*** Data supplied
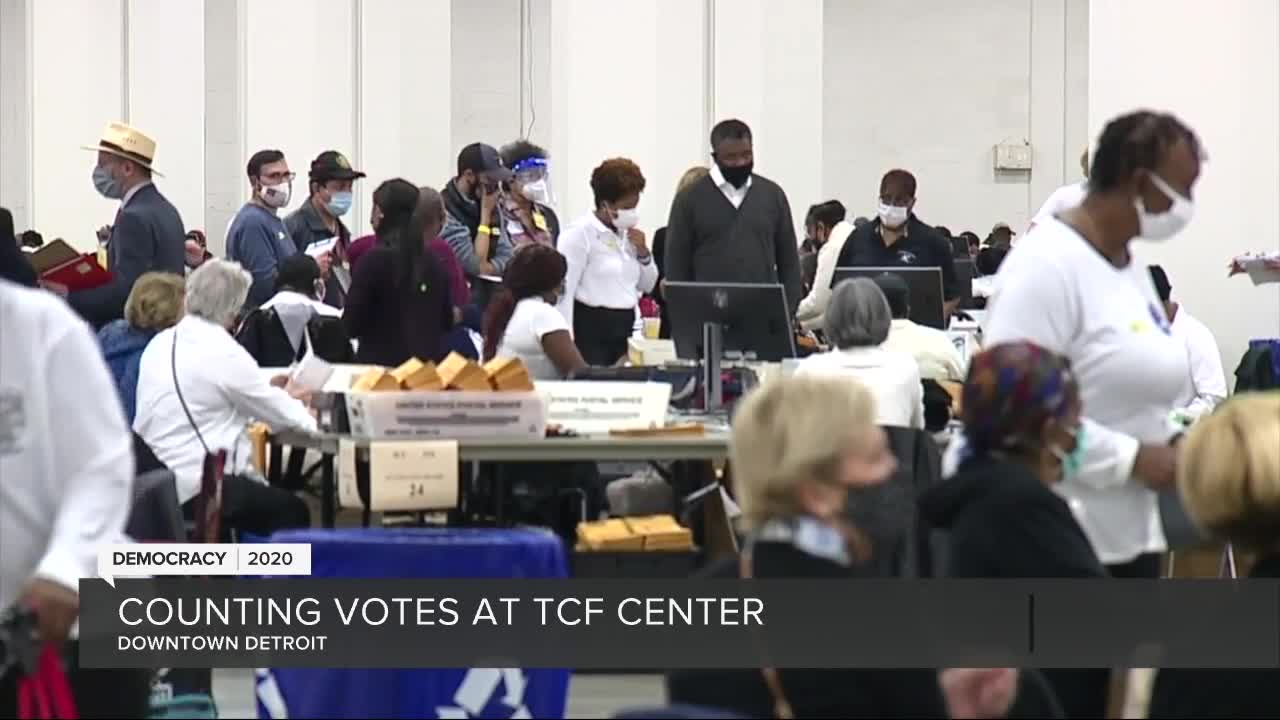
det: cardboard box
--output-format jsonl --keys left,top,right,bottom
{"left": 351, "top": 368, "right": 400, "bottom": 392}
{"left": 391, "top": 358, "right": 443, "bottom": 391}
{"left": 484, "top": 357, "right": 535, "bottom": 392}
{"left": 439, "top": 353, "right": 491, "bottom": 391}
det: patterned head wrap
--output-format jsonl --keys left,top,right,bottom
{"left": 961, "top": 341, "right": 1079, "bottom": 453}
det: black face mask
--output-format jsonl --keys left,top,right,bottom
{"left": 717, "top": 161, "right": 753, "bottom": 190}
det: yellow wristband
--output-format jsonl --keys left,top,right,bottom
{"left": 477, "top": 226, "right": 493, "bottom": 236}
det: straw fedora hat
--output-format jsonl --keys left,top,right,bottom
{"left": 82, "top": 122, "right": 162, "bottom": 176}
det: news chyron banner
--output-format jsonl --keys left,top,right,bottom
{"left": 81, "top": 545, "right": 1280, "bottom": 669}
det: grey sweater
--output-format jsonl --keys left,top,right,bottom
{"left": 664, "top": 175, "right": 802, "bottom": 314}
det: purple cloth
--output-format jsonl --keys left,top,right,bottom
{"left": 349, "top": 234, "right": 469, "bottom": 307}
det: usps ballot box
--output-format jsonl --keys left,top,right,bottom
{"left": 343, "top": 391, "right": 546, "bottom": 440}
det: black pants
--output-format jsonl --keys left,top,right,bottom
{"left": 0, "top": 642, "right": 151, "bottom": 719}
{"left": 183, "top": 474, "right": 311, "bottom": 540}
{"left": 573, "top": 302, "right": 634, "bottom": 367}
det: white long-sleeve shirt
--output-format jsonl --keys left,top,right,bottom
{"left": 984, "top": 218, "right": 1188, "bottom": 564}
{"left": 1169, "top": 305, "right": 1227, "bottom": 420}
{"left": 794, "top": 346, "right": 925, "bottom": 429}
{"left": 882, "top": 318, "right": 966, "bottom": 382}
{"left": 557, "top": 213, "right": 659, "bottom": 327}
{"left": 796, "top": 221, "right": 856, "bottom": 330}
{"left": 134, "top": 315, "right": 317, "bottom": 503}
{"left": 1, "top": 281, "right": 134, "bottom": 609}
******
(Exercise brief):
With the pictures left aside, write out all of the records above exactly.

(Response below):
det: cardboard box
--output-format jsonl --keys left,top,right,bottom
{"left": 351, "top": 368, "right": 400, "bottom": 392}
{"left": 391, "top": 358, "right": 443, "bottom": 391}
{"left": 484, "top": 357, "right": 535, "bottom": 392}
{"left": 439, "top": 353, "right": 491, "bottom": 391}
det: patterned head wrap
--output-format jsonl --keys left,top,right,bottom
{"left": 961, "top": 341, "right": 1079, "bottom": 453}
det: black face mask
--output-format jsonl --keys left,top,right,bottom
{"left": 717, "top": 161, "right": 753, "bottom": 190}
det: yellow wristband
--output-format jsonl --keys left,top,right,bottom
{"left": 477, "top": 226, "right": 493, "bottom": 236}
det: straw fedora hat
--output-format jsonl --keys left,top,right,bottom
{"left": 82, "top": 122, "right": 162, "bottom": 176}
det: news chyron banner
--output-format jsonl --keys left,top,right,bottom
{"left": 81, "top": 545, "right": 1280, "bottom": 669}
det: grey sweater
--output-format jsonl --keys left,top,right,bottom
{"left": 664, "top": 175, "right": 802, "bottom": 314}
det: purple cloth
--output-format jsonl --keys left,top,right,bottom
{"left": 349, "top": 234, "right": 469, "bottom": 307}
det: usps ballot box
--output-format jsonl --keys left,top,right,bottom
{"left": 343, "top": 391, "right": 546, "bottom": 440}
det: black pants
--output-format jsonl --keys left,top,right,bottom
{"left": 0, "top": 642, "right": 151, "bottom": 719}
{"left": 183, "top": 474, "right": 311, "bottom": 540}
{"left": 573, "top": 302, "right": 634, "bottom": 367}
det: white long-sleeve shirt
--output-format jsonl --keys left,top,right,bottom
{"left": 984, "top": 218, "right": 1188, "bottom": 564}
{"left": 1169, "top": 305, "right": 1227, "bottom": 420}
{"left": 794, "top": 346, "right": 925, "bottom": 429}
{"left": 882, "top": 318, "right": 966, "bottom": 382}
{"left": 557, "top": 213, "right": 659, "bottom": 327}
{"left": 796, "top": 221, "right": 856, "bottom": 330}
{"left": 134, "top": 315, "right": 317, "bottom": 503}
{"left": 1, "top": 281, "right": 134, "bottom": 609}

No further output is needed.